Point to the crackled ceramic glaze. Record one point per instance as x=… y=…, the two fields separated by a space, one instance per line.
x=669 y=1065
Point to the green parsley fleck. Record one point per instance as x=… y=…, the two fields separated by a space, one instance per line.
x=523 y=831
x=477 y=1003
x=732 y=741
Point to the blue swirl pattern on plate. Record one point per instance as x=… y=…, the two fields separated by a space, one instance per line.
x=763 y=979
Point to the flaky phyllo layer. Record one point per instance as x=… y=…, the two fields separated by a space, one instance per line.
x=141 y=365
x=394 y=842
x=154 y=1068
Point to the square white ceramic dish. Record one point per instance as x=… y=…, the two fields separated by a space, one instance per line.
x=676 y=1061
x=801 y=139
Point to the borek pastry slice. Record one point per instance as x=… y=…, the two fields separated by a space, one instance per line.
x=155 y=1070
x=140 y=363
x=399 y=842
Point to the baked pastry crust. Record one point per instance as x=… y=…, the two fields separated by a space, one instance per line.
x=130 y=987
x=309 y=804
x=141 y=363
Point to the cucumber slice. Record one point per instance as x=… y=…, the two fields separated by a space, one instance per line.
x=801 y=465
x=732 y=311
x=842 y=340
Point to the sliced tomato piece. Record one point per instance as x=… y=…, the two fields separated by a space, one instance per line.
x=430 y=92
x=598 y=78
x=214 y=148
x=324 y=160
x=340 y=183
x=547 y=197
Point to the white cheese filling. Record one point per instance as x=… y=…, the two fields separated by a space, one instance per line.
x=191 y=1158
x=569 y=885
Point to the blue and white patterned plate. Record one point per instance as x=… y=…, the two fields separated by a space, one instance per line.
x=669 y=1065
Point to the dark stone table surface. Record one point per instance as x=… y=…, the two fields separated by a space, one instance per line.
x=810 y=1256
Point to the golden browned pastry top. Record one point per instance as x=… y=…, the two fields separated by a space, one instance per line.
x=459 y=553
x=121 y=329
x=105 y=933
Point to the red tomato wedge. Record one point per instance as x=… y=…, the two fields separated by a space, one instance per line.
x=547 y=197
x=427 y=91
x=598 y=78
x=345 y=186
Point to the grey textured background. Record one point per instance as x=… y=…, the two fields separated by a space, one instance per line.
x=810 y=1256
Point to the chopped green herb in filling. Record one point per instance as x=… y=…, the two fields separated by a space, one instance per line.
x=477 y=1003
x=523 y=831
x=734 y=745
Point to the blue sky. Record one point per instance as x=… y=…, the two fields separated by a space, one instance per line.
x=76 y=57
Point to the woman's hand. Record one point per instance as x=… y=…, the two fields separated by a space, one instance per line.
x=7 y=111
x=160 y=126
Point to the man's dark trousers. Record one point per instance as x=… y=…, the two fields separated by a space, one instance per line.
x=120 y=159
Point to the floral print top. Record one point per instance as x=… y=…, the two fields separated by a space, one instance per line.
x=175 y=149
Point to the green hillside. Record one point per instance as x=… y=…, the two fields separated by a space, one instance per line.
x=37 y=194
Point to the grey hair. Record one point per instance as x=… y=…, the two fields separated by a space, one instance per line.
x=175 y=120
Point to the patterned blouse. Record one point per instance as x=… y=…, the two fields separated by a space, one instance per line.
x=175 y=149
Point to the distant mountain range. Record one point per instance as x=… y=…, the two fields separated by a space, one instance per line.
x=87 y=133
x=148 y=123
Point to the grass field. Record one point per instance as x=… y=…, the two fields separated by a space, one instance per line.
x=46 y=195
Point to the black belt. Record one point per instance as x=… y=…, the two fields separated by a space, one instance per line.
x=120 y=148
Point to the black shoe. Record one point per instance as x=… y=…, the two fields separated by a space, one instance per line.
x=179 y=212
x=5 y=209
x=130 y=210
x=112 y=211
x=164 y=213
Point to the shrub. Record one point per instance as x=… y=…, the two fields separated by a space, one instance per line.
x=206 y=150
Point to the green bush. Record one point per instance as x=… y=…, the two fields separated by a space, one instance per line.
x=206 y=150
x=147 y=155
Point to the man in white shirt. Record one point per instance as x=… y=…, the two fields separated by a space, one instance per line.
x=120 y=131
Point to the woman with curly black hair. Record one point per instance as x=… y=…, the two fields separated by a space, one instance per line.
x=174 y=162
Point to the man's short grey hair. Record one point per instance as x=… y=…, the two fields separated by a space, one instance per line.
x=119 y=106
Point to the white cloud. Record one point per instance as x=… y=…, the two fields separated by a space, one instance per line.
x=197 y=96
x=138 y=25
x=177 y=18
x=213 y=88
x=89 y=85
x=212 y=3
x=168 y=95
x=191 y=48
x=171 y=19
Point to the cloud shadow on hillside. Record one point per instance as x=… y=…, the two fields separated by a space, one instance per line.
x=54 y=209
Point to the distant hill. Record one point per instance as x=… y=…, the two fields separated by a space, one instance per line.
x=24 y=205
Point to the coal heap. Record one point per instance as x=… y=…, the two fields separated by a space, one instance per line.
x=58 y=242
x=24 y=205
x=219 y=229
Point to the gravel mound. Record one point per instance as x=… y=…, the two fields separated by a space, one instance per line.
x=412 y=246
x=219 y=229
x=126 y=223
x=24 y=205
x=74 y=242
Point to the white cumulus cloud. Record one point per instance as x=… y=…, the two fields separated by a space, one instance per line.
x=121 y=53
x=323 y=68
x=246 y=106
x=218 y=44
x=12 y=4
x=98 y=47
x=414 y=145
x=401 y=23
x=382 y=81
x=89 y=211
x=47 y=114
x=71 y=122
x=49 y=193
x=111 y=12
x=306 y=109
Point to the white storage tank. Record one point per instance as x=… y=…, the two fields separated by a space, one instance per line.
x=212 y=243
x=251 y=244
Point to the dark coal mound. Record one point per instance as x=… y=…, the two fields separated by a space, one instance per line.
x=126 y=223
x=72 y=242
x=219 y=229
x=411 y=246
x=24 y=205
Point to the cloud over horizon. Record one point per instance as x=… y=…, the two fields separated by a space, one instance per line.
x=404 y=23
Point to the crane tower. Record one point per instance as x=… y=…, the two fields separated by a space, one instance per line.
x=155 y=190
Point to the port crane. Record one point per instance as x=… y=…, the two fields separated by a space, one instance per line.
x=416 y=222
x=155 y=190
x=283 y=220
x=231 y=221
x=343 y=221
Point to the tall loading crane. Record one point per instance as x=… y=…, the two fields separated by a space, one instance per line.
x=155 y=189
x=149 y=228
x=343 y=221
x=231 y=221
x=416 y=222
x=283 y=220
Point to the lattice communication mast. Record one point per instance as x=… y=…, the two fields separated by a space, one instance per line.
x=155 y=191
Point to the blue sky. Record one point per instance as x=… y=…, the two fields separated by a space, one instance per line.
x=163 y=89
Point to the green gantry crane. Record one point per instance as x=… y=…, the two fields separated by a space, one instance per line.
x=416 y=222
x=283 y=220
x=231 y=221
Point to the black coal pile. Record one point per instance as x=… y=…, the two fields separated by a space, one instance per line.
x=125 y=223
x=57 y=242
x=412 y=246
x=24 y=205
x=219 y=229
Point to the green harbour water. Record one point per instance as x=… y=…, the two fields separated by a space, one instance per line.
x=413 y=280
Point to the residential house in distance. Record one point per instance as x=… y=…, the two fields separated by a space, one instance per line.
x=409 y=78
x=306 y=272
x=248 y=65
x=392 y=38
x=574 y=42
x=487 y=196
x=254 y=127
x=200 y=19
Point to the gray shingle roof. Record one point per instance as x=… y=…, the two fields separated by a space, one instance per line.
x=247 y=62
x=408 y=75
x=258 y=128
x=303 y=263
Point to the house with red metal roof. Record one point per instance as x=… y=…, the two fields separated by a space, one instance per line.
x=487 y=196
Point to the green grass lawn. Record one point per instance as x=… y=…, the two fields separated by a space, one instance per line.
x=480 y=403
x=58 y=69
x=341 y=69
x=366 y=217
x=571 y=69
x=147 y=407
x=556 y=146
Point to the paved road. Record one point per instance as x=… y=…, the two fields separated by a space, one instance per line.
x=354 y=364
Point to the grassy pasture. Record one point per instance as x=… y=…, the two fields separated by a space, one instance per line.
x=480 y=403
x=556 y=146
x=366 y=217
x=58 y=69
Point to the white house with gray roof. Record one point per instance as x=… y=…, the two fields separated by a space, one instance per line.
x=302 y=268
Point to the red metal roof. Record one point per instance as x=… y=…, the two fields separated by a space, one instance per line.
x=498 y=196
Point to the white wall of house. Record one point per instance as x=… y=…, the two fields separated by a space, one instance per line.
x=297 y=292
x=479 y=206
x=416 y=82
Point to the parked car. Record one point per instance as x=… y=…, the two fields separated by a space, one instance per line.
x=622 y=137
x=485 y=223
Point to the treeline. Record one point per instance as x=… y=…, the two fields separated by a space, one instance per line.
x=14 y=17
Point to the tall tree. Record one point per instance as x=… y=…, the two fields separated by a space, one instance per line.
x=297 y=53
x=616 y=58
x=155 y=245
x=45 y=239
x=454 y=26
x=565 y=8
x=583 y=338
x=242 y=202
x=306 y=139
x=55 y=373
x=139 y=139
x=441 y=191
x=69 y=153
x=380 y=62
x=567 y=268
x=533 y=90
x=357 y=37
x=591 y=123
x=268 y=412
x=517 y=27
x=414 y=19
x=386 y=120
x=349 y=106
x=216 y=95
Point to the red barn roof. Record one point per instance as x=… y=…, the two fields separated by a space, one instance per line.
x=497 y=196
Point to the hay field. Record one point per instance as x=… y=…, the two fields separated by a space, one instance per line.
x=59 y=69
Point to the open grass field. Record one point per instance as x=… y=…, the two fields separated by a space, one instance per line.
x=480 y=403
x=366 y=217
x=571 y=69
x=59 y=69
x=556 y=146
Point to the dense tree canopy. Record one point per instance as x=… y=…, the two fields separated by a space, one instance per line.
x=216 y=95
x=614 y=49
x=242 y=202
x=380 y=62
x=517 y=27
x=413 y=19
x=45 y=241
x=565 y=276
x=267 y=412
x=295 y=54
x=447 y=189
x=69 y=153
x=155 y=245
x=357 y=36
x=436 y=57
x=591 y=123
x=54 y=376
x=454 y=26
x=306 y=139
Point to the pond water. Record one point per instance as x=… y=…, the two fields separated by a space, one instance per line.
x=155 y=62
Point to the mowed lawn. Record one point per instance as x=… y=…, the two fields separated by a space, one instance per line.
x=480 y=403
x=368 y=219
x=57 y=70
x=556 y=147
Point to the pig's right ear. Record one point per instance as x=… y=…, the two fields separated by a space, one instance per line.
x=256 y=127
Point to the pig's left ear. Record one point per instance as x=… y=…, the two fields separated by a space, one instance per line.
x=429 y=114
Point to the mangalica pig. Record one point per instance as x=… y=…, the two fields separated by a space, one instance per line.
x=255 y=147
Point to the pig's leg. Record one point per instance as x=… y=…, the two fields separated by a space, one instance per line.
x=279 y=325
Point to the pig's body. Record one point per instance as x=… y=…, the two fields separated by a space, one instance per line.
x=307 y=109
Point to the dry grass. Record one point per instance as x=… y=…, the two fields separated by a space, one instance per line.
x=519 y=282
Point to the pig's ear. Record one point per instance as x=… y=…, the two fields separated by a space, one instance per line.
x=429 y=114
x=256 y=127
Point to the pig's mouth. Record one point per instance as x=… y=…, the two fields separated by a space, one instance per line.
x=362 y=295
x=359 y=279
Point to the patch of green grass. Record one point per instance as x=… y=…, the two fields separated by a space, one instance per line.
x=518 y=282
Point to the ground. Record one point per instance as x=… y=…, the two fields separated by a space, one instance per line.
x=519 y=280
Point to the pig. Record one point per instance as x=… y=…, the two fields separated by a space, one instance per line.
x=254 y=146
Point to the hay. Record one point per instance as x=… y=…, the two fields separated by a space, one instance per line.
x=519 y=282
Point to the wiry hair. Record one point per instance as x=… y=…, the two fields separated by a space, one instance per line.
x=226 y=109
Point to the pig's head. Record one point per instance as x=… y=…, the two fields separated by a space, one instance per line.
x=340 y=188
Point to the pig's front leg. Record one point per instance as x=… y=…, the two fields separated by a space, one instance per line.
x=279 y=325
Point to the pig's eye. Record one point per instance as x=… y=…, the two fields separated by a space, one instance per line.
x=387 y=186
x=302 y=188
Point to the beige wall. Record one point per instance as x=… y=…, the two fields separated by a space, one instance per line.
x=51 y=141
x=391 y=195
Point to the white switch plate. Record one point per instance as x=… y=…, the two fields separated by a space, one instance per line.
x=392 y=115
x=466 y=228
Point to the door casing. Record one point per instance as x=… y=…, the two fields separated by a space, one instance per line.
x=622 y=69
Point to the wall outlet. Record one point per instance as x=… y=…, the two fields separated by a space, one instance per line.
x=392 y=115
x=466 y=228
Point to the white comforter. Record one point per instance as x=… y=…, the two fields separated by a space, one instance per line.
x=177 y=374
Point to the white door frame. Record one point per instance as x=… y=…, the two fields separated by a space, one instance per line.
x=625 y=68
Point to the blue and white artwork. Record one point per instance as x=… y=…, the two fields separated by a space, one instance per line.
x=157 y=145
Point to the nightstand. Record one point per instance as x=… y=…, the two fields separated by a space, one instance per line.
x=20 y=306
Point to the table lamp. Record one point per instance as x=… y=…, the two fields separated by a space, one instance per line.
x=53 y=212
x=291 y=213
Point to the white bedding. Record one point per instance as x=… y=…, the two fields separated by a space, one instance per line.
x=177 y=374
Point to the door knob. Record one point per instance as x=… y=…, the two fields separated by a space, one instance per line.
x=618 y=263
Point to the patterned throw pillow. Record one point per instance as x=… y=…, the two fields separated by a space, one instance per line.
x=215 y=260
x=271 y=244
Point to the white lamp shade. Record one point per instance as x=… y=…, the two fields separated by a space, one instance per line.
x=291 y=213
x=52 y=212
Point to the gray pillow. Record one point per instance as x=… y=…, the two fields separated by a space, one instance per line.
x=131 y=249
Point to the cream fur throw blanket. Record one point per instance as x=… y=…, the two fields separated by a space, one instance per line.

────────────────

**The task:** Locate "Point to the patterned throw" in the data above. Then repeat, exactly, its line and each line after it through the last, adding nothing.

**Finished answer:**
Point to the patterned throw pillow. Record one point per instance as x=… y=…, the two fields separated by a space, one instance per line.
x=215 y=260
x=271 y=244
Point to the white lamp shade. Record one point per instance as x=… y=…, the two fields separated by a space, one instance per line.
x=291 y=213
x=52 y=212
Point to the gray pillow. Record one point per instance as x=… y=…, the two fields separated by a space, one instance per line.
x=131 y=249
Point to the cream fur throw blanket. Record one point per instance as x=… y=…, the two fields separated by a space, one instance per line.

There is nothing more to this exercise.